• **Extracted text**
** START **
If we're talking across all platforms and not only JRPG's, I would say that Fallout 1 and 2 are the best RPG's I've ever played. And since I've been quite the pc gamer growing up I would also recommend the Baldurs Gate and Icewind Dale series. Maybe Neverwinter Nights as well, it's got quite the cozy feel to it. And this game called "Silver" which I remember to be awesome, but haven't gotten a working copy of since I lost it years ago.


----------



## RoMee (Jan 20, 2011)

The shadow heart series was a great RPG


----------



## Juanmatron (Jan 20, 2011)

Baten Kaitos/Mother series.


----------



## Hells Malice (Jan 20, 2011)

PeregrinFig said:
			
		

> Suikoden Tierkreis for DS is surprisingly good. For about the first third of the game the voice acting is almost unbearable, but if you can overlook that it's a great RPG.
> 
> It's a traditional turn-based RPG rather than a strategy game like the old Suikoden games, but you still get 108 characters, and about 80-90 of them can be put in your party. There's a lot of party customization since you have so many to choose from.



Voice acting is pretty good throughout.
** END **
• **Data listing**
** START **
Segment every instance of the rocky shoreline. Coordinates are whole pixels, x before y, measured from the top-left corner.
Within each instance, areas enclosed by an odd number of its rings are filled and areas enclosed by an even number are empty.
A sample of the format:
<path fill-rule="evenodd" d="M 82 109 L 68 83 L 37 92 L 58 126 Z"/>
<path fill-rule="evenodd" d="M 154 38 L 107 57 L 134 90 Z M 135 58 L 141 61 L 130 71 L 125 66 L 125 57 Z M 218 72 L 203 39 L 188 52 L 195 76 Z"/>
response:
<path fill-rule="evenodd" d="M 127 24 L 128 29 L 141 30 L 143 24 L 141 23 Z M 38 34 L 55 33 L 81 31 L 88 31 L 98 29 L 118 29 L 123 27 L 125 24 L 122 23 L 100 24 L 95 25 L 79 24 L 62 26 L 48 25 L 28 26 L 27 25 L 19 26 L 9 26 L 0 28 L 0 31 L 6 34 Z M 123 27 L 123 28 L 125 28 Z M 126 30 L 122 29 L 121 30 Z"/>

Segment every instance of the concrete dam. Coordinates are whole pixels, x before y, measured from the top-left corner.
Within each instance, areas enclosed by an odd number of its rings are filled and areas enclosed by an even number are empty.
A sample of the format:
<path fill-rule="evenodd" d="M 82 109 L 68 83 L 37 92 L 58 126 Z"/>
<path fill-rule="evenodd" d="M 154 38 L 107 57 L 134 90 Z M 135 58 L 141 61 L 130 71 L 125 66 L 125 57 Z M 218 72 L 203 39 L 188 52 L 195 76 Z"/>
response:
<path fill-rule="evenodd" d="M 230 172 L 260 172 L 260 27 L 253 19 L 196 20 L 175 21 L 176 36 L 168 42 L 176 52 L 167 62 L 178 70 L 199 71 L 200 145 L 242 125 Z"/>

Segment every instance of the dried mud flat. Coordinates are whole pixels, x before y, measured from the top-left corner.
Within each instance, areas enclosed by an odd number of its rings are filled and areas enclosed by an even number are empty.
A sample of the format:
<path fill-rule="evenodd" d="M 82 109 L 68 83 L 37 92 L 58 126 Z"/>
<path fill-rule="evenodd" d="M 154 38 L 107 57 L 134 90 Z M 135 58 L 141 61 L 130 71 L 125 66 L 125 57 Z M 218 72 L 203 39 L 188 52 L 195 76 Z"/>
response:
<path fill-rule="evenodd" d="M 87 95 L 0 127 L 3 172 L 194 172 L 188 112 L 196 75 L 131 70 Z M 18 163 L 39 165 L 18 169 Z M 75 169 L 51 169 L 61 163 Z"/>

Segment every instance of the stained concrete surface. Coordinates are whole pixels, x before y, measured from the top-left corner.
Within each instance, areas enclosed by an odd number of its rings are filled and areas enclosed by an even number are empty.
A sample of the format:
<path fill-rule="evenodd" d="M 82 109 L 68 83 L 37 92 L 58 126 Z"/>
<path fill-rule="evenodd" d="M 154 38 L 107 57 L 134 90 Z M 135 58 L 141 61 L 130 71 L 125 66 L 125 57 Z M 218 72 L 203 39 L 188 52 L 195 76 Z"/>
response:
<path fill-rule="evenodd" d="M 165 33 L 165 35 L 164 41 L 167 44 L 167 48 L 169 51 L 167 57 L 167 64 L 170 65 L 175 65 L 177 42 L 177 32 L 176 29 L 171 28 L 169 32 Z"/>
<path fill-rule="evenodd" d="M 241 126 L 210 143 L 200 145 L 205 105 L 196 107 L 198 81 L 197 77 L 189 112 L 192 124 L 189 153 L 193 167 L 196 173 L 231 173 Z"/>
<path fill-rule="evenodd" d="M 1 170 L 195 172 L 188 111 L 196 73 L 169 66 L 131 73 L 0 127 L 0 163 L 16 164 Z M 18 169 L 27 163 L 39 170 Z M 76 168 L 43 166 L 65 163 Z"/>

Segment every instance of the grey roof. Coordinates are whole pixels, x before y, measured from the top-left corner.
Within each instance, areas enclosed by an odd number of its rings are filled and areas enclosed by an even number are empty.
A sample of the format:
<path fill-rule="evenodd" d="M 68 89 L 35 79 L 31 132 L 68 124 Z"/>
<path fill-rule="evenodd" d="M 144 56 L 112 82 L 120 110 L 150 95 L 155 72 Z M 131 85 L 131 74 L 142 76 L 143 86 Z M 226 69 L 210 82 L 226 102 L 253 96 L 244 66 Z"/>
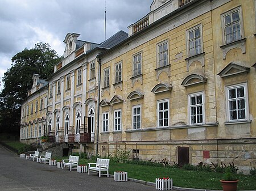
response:
<path fill-rule="evenodd" d="M 128 37 L 128 33 L 120 31 L 98 46 L 99 48 L 111 48 Z"/>

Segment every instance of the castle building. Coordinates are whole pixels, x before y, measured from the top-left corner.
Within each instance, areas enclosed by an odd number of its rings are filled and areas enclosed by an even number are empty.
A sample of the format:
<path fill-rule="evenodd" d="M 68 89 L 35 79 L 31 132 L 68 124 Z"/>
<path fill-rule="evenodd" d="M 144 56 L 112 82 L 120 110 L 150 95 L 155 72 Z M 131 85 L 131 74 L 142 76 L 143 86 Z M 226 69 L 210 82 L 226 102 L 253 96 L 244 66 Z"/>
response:
<path fill-rule="evenodd" d="M 248 172 L 256 167 L 255 4 L 154 0 L 128 34 L 97 44 L 68 33 L 48 93 L 22 105 L 21 141 L 39 137 L 30 135 L 42 124 L 52 141 L 80 152 L 234 162 Z M 43 115 L 29 115 L 46 95 Z"/>

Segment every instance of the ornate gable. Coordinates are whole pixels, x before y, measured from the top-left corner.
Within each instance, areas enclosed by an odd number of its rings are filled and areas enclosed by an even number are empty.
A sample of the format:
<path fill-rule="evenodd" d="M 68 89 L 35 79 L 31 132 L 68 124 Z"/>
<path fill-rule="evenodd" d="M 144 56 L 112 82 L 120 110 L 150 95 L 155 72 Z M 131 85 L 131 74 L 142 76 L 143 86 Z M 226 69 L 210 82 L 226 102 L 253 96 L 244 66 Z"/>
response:
<path fill-rule="evenodd" d="M 112 104 L 115 104 L 119 103 L 122 103 L 123 101 L 123 100 L 121 99 L 119 96 L 115 95 L 114 97 L 113 97 L 112 99 L 110 101 L 110 103 Z"/>
<path fill-rule="evenodd" d="M 250 68 L 241 66 L 234 62 L 229 63 L 218 75 L 221 78 L 229 77 L 243 73 L 248 73 Z"/>
<path fill-rule="evenodd" d="M 144 97 L 144 95 L 141 93 L 140 92 L 138 92 L 137 91 L 134 91 L 131 92 L 128 97 L 127 97 L 127 99 L 130 100 L 133 100 L 137 99 L 142 99 Z"/>
<path fill-rule="evenodd" d="M 101 101 L 100 103 L 100 107 L 109 106 L 109 105 L 110 105 L 110 103 L 109 101 L 108 101 L 107 100 L 105 99 L 102 100 Z"/>
<path fill-rule="evenodd" d="M 170 91 L 172 90 L 172 86 L 171 85 L 168 86 L 163 83 L 159 83 L 155 86 L 153 89 L 152 89 L 151 92 L 155 94 L 164 92 L 166 91 Z"/>

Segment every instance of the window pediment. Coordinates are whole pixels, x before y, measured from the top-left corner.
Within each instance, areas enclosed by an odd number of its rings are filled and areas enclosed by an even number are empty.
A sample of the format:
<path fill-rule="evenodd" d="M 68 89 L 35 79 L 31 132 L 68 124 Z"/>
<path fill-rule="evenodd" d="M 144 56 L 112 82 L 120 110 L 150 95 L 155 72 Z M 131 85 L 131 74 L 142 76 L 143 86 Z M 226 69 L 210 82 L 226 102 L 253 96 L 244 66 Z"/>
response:
<path fill-rule="evenodd" d="M 114 97 L 113 97 L 112 99 L 110 101 L 110 103 L 112 104 L 115 104 L 119 103 L 122 103 L 123 101 L 123 100 L 121 99 L 119 96 L 115 95 Z"/>
<path fill-rule="evenodd" d="M 129 96 L 127 97 L 127 99 L 130 100 L 133 100 L 137 99 L 142 99 L 143 98 L 144 94 L 142 94 L 139 91 L 134 91 L 130 93 Z"/>
<path fill-rule="evenodd" d="M 100 107 L 109 106 L 110 105 L 110 103 L 109 101 L 108 101 L 108 100 L 105 99 L 102 100 L 101 101 L 100 103 Z"/>
<path fill-rule="evenodd" d="M 166 91 L 171 91 L 172 89 L 172 86 L 170 84 L 170 86 L 163 84 L 159 83 L 155 86 L 153 89 L 152 89 L 151 92 L 155 94 L 164 92 Z"/>
<path fill-rule="evenodd" d="M 183 86 L 189 86 L 197 83 L 206 82 L 207 78 L 199 74 L 191 74 L 187 76 L 182 82 L 181 85 Z"/>
<path fill-rule="evenodd" d="M 234 62 L 230 62 L 218 75 L 221 78 L 225 78 L 233 75 L 248 73 L 249 71 L 249 67 L 243 66 Z"/>

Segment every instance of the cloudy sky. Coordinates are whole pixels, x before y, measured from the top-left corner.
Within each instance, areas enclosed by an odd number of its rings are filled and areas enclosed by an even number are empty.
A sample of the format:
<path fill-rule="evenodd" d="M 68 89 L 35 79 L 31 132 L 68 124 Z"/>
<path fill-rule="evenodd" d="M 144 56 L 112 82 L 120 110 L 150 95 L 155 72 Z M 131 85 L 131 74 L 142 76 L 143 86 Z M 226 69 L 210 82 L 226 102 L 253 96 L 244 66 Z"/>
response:
<path fill-rule="evenodd" d="M 149 12 L 152 0 L 106 0 L 106 38 Z M 104 40 L 105 0 L 0 0 L 0 78 L 24 48 L 48 43 L 63 55 L 67 33 L 79 39 Z M 1 84 L 2 82 L 1 82 Z M 0 87 L 0 89 L 1 87 Z"/>

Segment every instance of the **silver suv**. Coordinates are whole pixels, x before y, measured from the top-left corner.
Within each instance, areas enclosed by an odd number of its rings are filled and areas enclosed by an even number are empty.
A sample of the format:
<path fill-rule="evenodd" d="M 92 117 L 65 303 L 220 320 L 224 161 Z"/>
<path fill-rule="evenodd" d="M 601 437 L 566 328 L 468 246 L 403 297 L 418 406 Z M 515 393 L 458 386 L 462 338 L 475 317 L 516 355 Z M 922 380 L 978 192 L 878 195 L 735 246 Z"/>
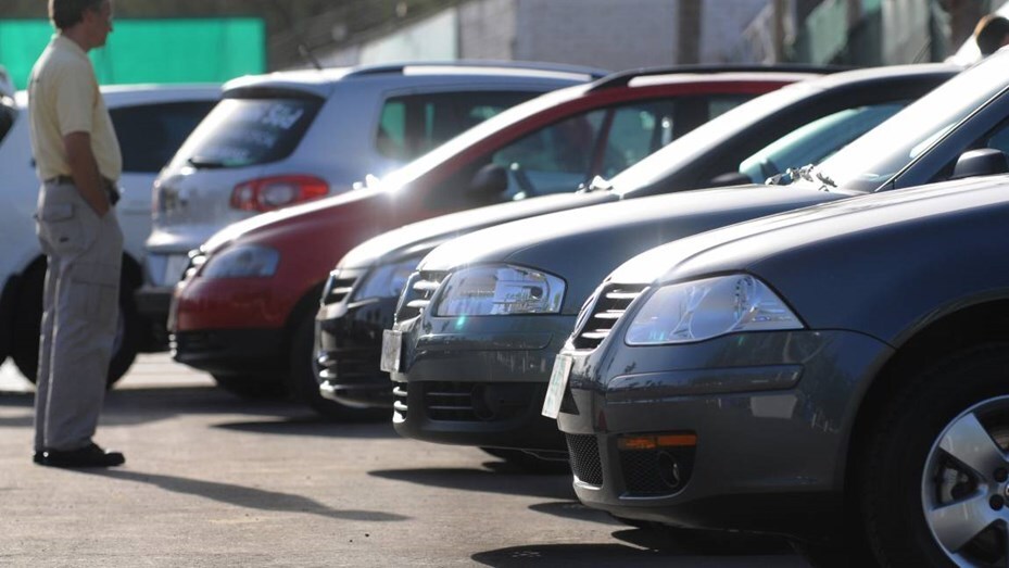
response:
<path fill-rule="evenodd" d="M 346 191 L 508 106 L 603 74 L 565 65 L 409 64 L 226 84 L 224 100 L 154 184 L 141 313 L 163 336 L 189 251 L 220 228 Z"/>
** END **
• **Written instruction 1**
Copy from the forum thread on favorite RPGs the passage starting with "If we're talking" and going on through "it years ago.".
• **Written instruction 2**
Resume the forum thread on favorite RPGs right after its final line.

• **Expected output 1**
If we're talking across all platforms and not only JRPG's, I would say that Fallout 1 and 2 are the best RPG's I've ever played. And since I've been quite the pc gamer growing up I would also recommend the Baldurs Gate and Icewind Dale series. Maybe Neverwinter Nights as well, it's got quite the cozy feel to it. And this game called "Silver" which I remember to be awesome, but haven't gotten a working copy of since I lost it years ago.

• **Expected output 2**
What's bad about it? If you say the main character talking too fast, i'll punch you in the face.


----------



## PeregrinFig (Jan 20, 2011)

Hells Malice said:
			
		

> PeregrinFig said:
> 
> 
> 
> ...


There were a few characters with horrible voice actors IMO. I forget his name, but I think it started with an M, and he controlled the second town until you found his stash of stolen goods in the local mine? He had some of the worst voice acting I have ever heard. There were a few others I couldn't stand either.


----------



## kupo3000 (Jan 20, 2011)

Xenosaga Trilogy
Earthbound & Mother 3
Chrono Trigger & Chrono Cross
Skies or Arcadia
Grandia 2 (If possible try the Dreamcast version. The PS2/PC ports are buggy)
Vagrant Story


----------



## PeregrinFig (Jan 20, 2011)

kupo3000 said:
			
		

> Xenosaga Trilogy
> Earthbound/Mother 3
> Chrono Trigger/Cross
> Skies or Arcadia
> Grandia 2 (If possible try the Dreamcast version. The PS2/PC ports are buggy)


Never played Xenosaga, but I highly recommend the rest. Grandia II can get mind-numbingly repetitive (and this is from someone who plays a TON of turn-based RPGs) but it's still a good game. Skies of Arcadia is one of my overall favorite games.


----------



## Hop2089 (Jan 20, 2011)

Rudra no Hihou (Treasure of the Rudras) Super Famicom

I still have the official cart too and it was the last SFC game I ever owned.

Magic Knight Rayearth (both the SFC and Saturn versions are good but only the Saturn version is in English although there's a translation for the SFC version)

Sailor Moon Another Story (Fans of the anime have long heard of this and most likely played it on a SNES/SFC emulator or official cart if they have it but for the rest I doubt they heard of it, it has a number of translations).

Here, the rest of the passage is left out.